■ What is needed ■
Out of the entries that follow, copy each line containing "below".

■ The input ■
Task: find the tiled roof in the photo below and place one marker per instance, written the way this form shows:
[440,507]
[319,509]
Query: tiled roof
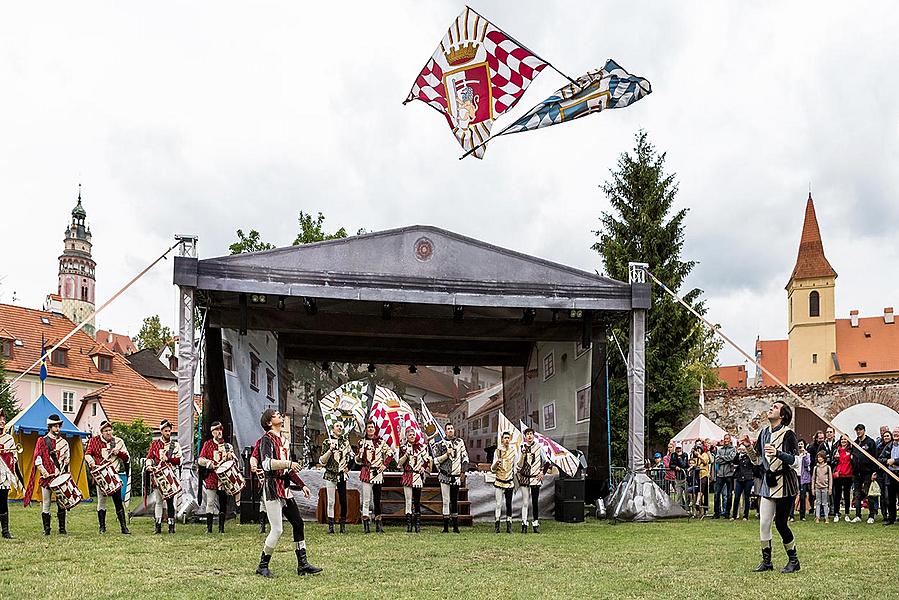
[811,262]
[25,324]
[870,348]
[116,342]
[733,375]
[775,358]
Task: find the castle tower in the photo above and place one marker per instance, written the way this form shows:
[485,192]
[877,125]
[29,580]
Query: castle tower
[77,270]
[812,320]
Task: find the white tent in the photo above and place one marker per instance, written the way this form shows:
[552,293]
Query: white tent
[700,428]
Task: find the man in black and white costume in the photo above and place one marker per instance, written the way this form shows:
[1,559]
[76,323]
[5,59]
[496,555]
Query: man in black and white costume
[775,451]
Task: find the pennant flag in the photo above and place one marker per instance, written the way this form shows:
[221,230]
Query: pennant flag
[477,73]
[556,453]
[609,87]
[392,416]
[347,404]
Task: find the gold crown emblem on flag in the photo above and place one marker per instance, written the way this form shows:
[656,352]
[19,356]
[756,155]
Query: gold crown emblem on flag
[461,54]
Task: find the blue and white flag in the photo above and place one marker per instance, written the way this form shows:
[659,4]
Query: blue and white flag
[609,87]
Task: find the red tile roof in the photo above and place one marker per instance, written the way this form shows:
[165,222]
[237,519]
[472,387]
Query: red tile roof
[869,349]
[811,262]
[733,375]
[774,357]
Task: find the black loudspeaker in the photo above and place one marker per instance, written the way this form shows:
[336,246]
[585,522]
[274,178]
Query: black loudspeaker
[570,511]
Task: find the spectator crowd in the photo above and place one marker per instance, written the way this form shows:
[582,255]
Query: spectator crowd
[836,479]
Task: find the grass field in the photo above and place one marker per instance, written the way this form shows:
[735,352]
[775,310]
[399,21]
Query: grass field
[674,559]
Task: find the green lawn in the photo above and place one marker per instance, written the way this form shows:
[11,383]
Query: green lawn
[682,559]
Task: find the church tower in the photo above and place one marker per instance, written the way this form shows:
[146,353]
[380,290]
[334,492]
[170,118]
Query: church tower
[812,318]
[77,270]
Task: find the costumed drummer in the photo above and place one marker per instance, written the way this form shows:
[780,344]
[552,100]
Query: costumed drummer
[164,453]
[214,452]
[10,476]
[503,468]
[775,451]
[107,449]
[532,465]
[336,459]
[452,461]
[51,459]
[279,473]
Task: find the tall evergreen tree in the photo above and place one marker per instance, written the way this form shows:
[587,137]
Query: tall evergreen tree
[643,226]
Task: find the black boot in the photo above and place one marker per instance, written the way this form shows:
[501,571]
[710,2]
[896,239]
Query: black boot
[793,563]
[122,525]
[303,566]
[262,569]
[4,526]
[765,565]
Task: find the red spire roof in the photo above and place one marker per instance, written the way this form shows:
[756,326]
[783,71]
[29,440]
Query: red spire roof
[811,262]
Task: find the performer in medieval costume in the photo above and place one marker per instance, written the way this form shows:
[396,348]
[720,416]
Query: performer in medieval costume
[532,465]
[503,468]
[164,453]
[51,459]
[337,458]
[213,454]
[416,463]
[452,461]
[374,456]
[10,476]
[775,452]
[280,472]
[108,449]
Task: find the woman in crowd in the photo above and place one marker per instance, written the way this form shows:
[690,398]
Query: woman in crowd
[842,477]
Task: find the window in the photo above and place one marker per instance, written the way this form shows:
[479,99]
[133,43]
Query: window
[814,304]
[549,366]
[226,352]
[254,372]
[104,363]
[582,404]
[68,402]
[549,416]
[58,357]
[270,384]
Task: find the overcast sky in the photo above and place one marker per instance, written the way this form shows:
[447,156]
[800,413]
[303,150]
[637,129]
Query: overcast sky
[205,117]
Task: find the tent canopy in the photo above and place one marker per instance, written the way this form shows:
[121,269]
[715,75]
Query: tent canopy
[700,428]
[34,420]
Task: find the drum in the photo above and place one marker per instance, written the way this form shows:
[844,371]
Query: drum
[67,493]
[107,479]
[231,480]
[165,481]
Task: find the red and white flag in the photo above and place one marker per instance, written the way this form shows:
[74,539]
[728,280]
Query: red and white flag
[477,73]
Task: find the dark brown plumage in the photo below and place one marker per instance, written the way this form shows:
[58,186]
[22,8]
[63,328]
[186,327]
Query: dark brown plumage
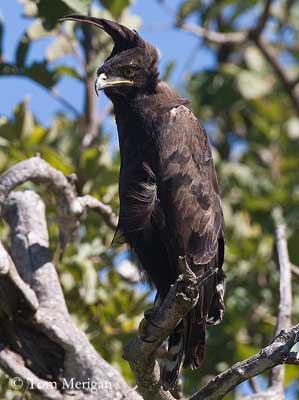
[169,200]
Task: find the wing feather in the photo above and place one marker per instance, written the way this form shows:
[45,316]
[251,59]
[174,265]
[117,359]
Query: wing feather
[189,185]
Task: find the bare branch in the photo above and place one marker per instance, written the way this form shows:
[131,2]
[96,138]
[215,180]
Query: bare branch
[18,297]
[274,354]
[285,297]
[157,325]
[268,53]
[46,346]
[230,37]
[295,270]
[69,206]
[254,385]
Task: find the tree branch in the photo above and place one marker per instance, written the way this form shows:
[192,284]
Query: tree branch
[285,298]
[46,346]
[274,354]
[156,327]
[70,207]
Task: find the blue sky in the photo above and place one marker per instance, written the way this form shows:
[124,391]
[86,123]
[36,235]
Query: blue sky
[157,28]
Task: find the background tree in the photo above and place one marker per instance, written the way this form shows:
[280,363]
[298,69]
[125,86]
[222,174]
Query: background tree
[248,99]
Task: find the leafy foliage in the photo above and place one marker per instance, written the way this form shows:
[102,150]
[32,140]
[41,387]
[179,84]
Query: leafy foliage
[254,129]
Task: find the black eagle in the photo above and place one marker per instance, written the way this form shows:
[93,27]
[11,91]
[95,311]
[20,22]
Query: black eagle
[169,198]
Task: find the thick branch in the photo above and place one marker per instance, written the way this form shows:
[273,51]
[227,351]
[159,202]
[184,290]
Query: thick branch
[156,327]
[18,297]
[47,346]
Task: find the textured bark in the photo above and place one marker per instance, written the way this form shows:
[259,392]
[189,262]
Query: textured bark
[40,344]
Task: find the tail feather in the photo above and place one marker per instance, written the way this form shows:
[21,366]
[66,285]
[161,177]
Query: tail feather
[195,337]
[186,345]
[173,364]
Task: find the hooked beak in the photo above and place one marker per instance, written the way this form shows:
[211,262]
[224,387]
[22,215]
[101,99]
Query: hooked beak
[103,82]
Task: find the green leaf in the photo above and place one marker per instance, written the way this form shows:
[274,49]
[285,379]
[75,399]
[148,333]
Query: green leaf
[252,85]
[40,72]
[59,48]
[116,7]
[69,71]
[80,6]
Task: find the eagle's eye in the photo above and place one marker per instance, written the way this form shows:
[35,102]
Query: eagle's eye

■ Output ■
Task: find the tiled roof in the photo below and place one marker per instance, written the way this form shows:
Task: find the dark brown plumage in the photo below and place one marker per instance, written the way this form shows:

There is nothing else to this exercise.